Given records
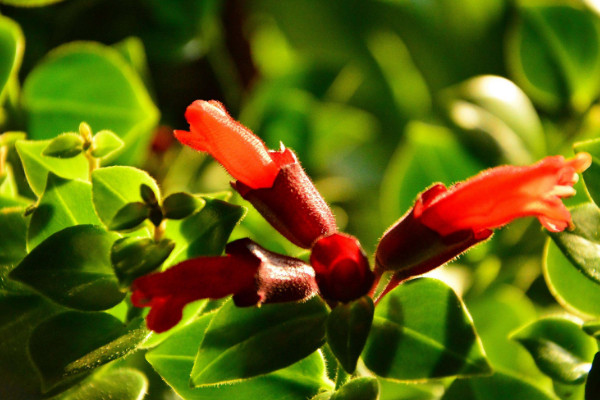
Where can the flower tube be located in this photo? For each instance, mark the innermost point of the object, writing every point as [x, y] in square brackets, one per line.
[273, 181]
[445, 222]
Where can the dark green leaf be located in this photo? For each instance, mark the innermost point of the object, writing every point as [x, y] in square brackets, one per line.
[37, 166]
[358, 389]
[105, 144]
[554, 55]
[422, 330]
[12, 44]
[348, 326]
[129, 216]
[559, 348]
[133, 257]
[174, 359]
[65, 145]
[181, 205]
[582, 245]
[73, 343]
[242, 343]
[73, 268]
[107, 94]
[203, 233]
[114, 187]
[64, 203]
[122, 384]
[571, 288]
[591, 176]
[500, 386]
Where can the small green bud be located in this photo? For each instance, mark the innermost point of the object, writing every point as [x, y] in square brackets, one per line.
[66, 145]
[180, 205]
[129, 216]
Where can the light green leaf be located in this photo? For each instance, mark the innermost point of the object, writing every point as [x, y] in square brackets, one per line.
[422, 330]
[107, 94]
[114, 187]
[559, 348]
[93, 340]
[37, 166]
[174, 359]
[73, 268]
[242, 343]
[573, 290]
[64, 203]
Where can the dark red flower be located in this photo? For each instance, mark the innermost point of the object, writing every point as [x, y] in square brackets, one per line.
[445, 222]
[250, 273]
[341, 267]
[273, 181]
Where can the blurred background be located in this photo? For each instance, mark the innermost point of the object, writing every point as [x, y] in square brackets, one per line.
[379, 99]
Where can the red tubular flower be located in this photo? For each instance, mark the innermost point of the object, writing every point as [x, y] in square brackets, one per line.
[273, 181]
[445, 222]
[341, 267]
[252, 274]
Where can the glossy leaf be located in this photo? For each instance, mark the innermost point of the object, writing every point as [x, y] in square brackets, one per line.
[65, 145]
[64, 203]
[582, 245]
[174, 359]
[203, 233]
[422, 330]
[105, 144]
[37, 166]
[12, 44]
[114, 187]
[348, 326]
[571, 288]
[121, 384]
[591, 176]
[500, 386]
[78, 274]
[242, 343]
[554, 55]
[114, 97]
[93, 340]
[559, 348]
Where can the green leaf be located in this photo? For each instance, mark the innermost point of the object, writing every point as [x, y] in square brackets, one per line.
[64, 203]
[19, 315]
[422, 330]
[107, 94]
[554, 55]
[358, 389]
[114, 187]
[582, 245]
[500, 386]
[203, 233]
[559, 348]
[106, 144]
[65, 145]
[430, 154]
[174, 359]
[573, 290]
[129, 216]
[348, 326]
[122, 384]
[12, 44]
[73, 268]
[181, 205]
[37, 166]
[591, 176]
[133, 257]
[242, 343]
[93, 340]
[496, 114]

Written task
Return each line from the material above exactly, but not the pictures.

Answer for the task
Where can the flower tube be located in this photo? For each instance, mark the innermost point of the object, writing every point as [x, y] in square brackets, one per line.
[273, 181]
[445, 222]
Where can the dark green leaf be located in this photo? For each instance, mark the innermost point of the object, writing every point as [x, y] in square brackets, one per line.
[37, 166]
[358, 389]
[105, 144]
[554, 55]
[422, 330]
[12, 44]
[348, 326]
[129, 216]
[559, 348]
[133, 257]
[174, 359]
[65, 145]
[181, 205]
[582, 245]
[73, 343]
[242, 343]
[73, 268]
[107, 94]
[203, 233]
[114, 187]
[64, 203]
[122, 384]
[571, 288]
[591, 176]
[500, 386]
Where can the small green bud be located in this photo? For each instance, mark the innermost point of the object, writing every point as [x, y] in square brackets, one per line.
[66, 145]
[180, 205]
[129, 216]
Where can the light green leaf be located in this photo? For each instance, mark the innermost point of the object, writing every point as [x, y] in square brackets, one per line.
[422, 330]
[107, 94]
[114, 187]
[559, 348]
[93, 340]
[37, 166]
[174, 359]
[73, 268]
[242, 343]
[573, 290]
[64, 203]
Where can the dark red flower be located in this photo? For each instance, mark the innermost point of the object, writing every point as [x, y] in square brackets, one per line.
[445, 222]
[250, 273]
[341, 267]
[273, 181]
Where can the blurred background be located in this photo? For each instance, mark the innermost point of the object, writing every point as [x, y] in square brackets, one per line.
[379, 99]
Where can the red tubular flower be located in this photo? For each instance, mark the innermost point of the object, writing every point as [x, y] in square brackets, one per line.
[273, 181]
[445, 222]
[341, 267]
[252, 274]
Where can the glossy leaf be located in this photo? For each instance, mark the innermost point of the object, writing every point as [x, y] in square brackets, one per line.
[65, 145]
[64, 203]
[582, 245]
[174, 359]
[203, 233]
[422, 330]
[105, 144]
[37, 166]
[12, 44]
[114, 187]
[348, 326]
[571, 288]
[121, 384]
[591, 176]
[500, 386]
[78, 274]
[242, 343]
[554, 55]
[114, 97]
[93, 340]
[559, 348]
Where can the green leaf be located in this photo? For each instance, mark the innermost point of the object, writing every point as [x, y] in square brackets, one per line.
[64, 203]
[19, 315]
[422, 330]
[107, 94]
[554, 55]
[358, 389]
[114, 187]
[582, 245]
[500, 386]
[203, 233]
[559, 348]
[106, 144]
[65, 145]
[430, 154]
[174, 359]
[573, 290]
[129, 216]
[348, 326]
[122, 384]
[12, 44]
[73, 268]
[181, 205]
[37, 166]
[591, 176]
[133, 257]
[242, 343]
[93, 340]
[496, 114]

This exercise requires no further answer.